** Task material follows **

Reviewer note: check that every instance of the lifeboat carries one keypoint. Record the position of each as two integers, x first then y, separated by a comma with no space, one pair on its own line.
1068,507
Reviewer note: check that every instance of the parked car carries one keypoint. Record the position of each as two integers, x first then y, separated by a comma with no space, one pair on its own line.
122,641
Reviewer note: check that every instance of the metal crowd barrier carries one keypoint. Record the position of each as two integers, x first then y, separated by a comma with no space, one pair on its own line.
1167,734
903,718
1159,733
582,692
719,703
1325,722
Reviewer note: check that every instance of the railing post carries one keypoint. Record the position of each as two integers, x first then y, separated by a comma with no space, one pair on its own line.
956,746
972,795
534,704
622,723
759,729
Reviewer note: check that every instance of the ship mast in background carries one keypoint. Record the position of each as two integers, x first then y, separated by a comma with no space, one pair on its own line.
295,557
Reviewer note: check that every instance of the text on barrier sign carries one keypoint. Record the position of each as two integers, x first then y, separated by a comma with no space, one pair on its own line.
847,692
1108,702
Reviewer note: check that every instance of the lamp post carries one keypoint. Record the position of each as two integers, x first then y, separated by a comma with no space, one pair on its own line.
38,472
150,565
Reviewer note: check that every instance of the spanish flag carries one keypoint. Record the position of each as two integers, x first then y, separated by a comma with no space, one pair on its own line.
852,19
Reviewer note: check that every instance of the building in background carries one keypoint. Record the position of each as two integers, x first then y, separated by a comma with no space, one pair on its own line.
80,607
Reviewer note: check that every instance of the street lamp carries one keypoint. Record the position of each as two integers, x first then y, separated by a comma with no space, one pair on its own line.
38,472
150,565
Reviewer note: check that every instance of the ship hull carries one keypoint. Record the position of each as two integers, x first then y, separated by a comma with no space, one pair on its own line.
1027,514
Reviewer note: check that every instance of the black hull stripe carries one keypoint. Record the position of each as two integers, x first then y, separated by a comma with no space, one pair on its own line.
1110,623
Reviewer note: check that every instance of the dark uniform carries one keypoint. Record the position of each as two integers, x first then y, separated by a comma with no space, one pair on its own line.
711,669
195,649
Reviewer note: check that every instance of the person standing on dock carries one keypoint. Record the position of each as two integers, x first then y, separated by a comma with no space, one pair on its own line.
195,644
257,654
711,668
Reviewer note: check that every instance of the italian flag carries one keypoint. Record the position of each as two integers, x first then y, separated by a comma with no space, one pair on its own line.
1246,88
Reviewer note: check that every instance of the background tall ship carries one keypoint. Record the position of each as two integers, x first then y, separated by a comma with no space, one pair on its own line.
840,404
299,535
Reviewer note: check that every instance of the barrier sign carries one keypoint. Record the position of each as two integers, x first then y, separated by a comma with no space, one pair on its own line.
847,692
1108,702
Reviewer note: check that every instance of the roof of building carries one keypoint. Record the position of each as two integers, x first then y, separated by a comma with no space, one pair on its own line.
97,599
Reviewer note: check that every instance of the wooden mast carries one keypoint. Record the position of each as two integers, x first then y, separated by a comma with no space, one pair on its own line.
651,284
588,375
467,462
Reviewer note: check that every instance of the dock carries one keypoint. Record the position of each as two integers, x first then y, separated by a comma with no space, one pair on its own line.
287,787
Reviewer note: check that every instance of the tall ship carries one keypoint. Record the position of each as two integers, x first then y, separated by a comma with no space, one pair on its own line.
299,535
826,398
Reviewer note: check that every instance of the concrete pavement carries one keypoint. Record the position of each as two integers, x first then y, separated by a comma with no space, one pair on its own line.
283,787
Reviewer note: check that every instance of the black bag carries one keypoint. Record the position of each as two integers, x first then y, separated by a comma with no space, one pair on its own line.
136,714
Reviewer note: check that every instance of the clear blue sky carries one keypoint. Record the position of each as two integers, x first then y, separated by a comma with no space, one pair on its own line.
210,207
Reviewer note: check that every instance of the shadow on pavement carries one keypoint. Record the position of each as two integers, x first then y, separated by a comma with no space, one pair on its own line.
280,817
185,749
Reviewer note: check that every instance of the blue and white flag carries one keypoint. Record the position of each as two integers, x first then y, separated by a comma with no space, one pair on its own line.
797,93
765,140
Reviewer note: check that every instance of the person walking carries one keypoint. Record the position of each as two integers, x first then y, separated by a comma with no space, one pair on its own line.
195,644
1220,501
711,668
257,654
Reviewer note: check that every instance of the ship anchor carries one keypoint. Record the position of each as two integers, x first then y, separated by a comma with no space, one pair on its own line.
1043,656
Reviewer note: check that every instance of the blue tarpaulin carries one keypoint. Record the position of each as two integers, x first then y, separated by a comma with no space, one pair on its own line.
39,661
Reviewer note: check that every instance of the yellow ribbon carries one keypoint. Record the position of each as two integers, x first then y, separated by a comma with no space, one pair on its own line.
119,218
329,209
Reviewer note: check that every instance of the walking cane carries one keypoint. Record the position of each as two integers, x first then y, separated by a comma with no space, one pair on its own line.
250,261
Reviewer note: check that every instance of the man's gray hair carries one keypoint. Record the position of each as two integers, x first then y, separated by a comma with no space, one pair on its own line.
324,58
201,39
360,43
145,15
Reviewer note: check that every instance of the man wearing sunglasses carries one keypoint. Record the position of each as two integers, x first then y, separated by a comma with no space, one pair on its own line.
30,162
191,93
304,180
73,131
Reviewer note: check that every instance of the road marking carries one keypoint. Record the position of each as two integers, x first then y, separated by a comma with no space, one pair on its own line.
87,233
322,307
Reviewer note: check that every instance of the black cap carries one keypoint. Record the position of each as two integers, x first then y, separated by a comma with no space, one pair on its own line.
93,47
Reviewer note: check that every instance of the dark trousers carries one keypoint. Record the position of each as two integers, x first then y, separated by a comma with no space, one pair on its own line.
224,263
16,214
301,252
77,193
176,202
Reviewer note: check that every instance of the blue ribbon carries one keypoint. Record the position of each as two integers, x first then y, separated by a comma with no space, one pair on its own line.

** End of Task material **

[Exercise aim] Exactly reproduce every line of the records.

[Response to this task]
Reviewer note: check that every instance of the lifeboat carries one keypoint. Record the position of each as two integers, x first then y, separated by a comma with no space, one pair on its own line.
1068,507
Reviewer note: check that every instance of the parked car carries one keypoint. Record the position of each as two integers, x first then y, separated by a comma with no space, one pair on its own line.
122,641
Reviewer note: check that every instance of the metal crowd barrier carries one keypoint. Record the position of each as two integers, x first then y, separated by a comma with no space, one pair on its own line.
1167,734
903,718
1159,733
582,692
719,703
1325,722
Reviewer note: check that every instance of the railing post carries one keypoint. Record the position of each as two integers, x first then y, separated by a comma with no space, one pair on its own line.
956,746
972,795
534,704
622,723
759,729
Reviewer note: check that every instance of the ship mast in background carries one keypoint. Record the position of each as two integers, x first then y, separated by a comma with no space, one pair on its own line.
295,557
Reviewer note: check that every instance of the text on barrier sign carries one keypoint. Record the position of each as two integers, x first then y, separated by a comma with no space, one pair on its own line.
847,692
1108,702
Reviewer note: check that every instance of the lamp post carries one keypoint. Record the position of each as two integers, x first then y, separated by a comma with no space, one pair on its own line.
38,472
150,565
Reviewer note: check that every instance of the spanish flag carries one keypoint. Record the position of each as two integers, x first then y, separated by a comma with no space, one pair on its own line.
852,19
Reviewer note: check that every instance of the building in background carries one keypoint. Record the position of each as two integers, x first then y, separated by a comma with no space, one pair on its own line.
80,607
Reviewer note: check that every instance of the street lamp carries one keypoint. Record the position of each as two integers, x first then y, separated by a comma with no space, one pair on its own line.
38,472
150,565
Reviewer note: check that every instance of the ship hull carries one keypoint. Record the position of each as two integers, x first then y, separated by a comma with no space, one pair on its own line.
1027,514
Reviewer note: check that every instance of the black hull stripe carries one keypoint. Record the position of each as two integers, x first then y, separated by a comma with no space, one pair on its own line.
1110,623
Reviewer note: check that every instance of the dark uniform carries one keypoint. Record the position of each as two integers, x first then y, separated by a comma with no space, one pair on its own line.
711,669
195,649
Reviewer note: check that every instance of the person standing on dock carries one keypoint. Record the position of each as two integers, x first then y, separated by a comma with no space, one pair on its own line.
195,644
257,654
711,668
Reviewer note: check that every instance of the italian flag carries one keypoint. Record the position of each as two integers, x first then y, separated by a comma with no space, one pair on its own line.
1246,88
Reviewer note: check that every instance of the background tall ship carries one keypoint. Record the position of each as two integers, x first then y, separated by a comma with no space, one pair on its own line.
840,404
299,535
Reviewer note: check that every instance of the barrier sign carries one keypoint. Record the position of each as two integers, x first then y, separated by a comma with no space, one pair on its own line.
847,692
1108,702
Reviewer note: check that every instance of the roof of building carries one keypoint. Record the position of each as two integers, x first then y, separated by a comma with no space, one pair on its own line.
97,599
Reviewer note: check that every instance of the wooden mast carries one keypoint. Record the position of each as two integers, x first then y, separated by a comma with no space, one pair on its own line.
651,284
588,375
467,462
Reviewer note: check that every instance of the dock carries one keypoint. Record the position of each as two integers, x first then y, separated by a comma with no space, one pair on its own line.
287,787
Reviewer note: check that every instance of the tall ship carries one keypoint. Record the position of each as two integers, x first then y, separated by a comma with no space, one pair on its own line.
299,535
826,398
Reviewer note: check that every instance of the concrete pavement carries one keypoint. Record the position of each as two integers, x first then y, separated by a comma with no space, one pair on its own line.
283,787
Reviewer note: check that every instance of the black bag carries one keypoint. Record the position of each as two integers, x first then y, separated by a comma with no space, one pair on its own line.
136,714
Reviewer note: check that every instance of the clear blue sky carries one keypoint. Record the position of each as two integers, x first then y, separated by a comma with no space, one pair on its own line.
210,207
Reviewer note: check that every instance of the shadow on pavement carries one keypoint. Record the position of each as two integers, x first then y, separated by a comma with no space, one pair on its own line.
280,817
185,749
Reviewer note: check that every instance of the blue and white flag carries one keypoint. Record the position of each as two integers, x first then y, separated by a comma with no space, one pair on its own line.
797,93
765,140
Reviewer note: check that every instance of the person walking carries one keypoint. Record the position of each as two integers, x first then y, separated by a comma with no space, one pair on its own line.
195,644
1220,501
711,668
257,654
Reviewer note: check that every instance of the ship anchor carries one keypoint. Record the position of each as two integers, x first then y, separated by a comma with no space, one pair on its own line.
1043,656
Reviewer note: check that every instance of the blue tarpaulin carries one keypoint. Record the position of each as two integers, x first then y, separated by a comma with no space, one pair on its own line.
39,661
Reviewer note: check that every instance of the yellow ribbon carries one keypoint. Record the position of each as two integers, x first then y, separated by a comma with no space, one pair on its own line.
119,218
329,209
Reviewer note: check that every instance of the walking cane carries one keypoint. Record the position of each as two integers, x first then y, separated by a comma with no space, one pair on its own line.
250,261
Reviewer note: check that every instance of the man's gray hair carries one keypoint. Record the position of each as two integers, x first then y, separated by a comma with no space, one pair on its own line.
324,58
201,39
360,43
145,15
Reviewer note: check that every instance of the man wearing sunglasses carries one keypoint. Record the position of each as two integers, x first then y, separated by a comma with no space, one pair on its own line.
30,162
191,93
304,180
73,131
Reviewer note: check that every instance of the road marking carries one keypoint. Record the position of each as two integers, x first then y, separated by a comma with no space, one pair on its own line.
87,233
322,307
Reviewer note: check that every instance of the black cap carries one keypoint. Record the position of each as two integers, x first then y, separated by a comma with no space, one pair on its own line.
93,47
Reviewer note: check that every instance of the dark trousers carries one keypoint. Record the position of each as two integers, x first then y, separated by a comma with no space, one pair on its own line.
224,263
16,214
301,252
77,193
176,202
Reviewer note: check that every instance of the blue ribbon carries one keypoint. Record the position of each as two integers, x first then y, separated by a comma with no space, one pair on its own line.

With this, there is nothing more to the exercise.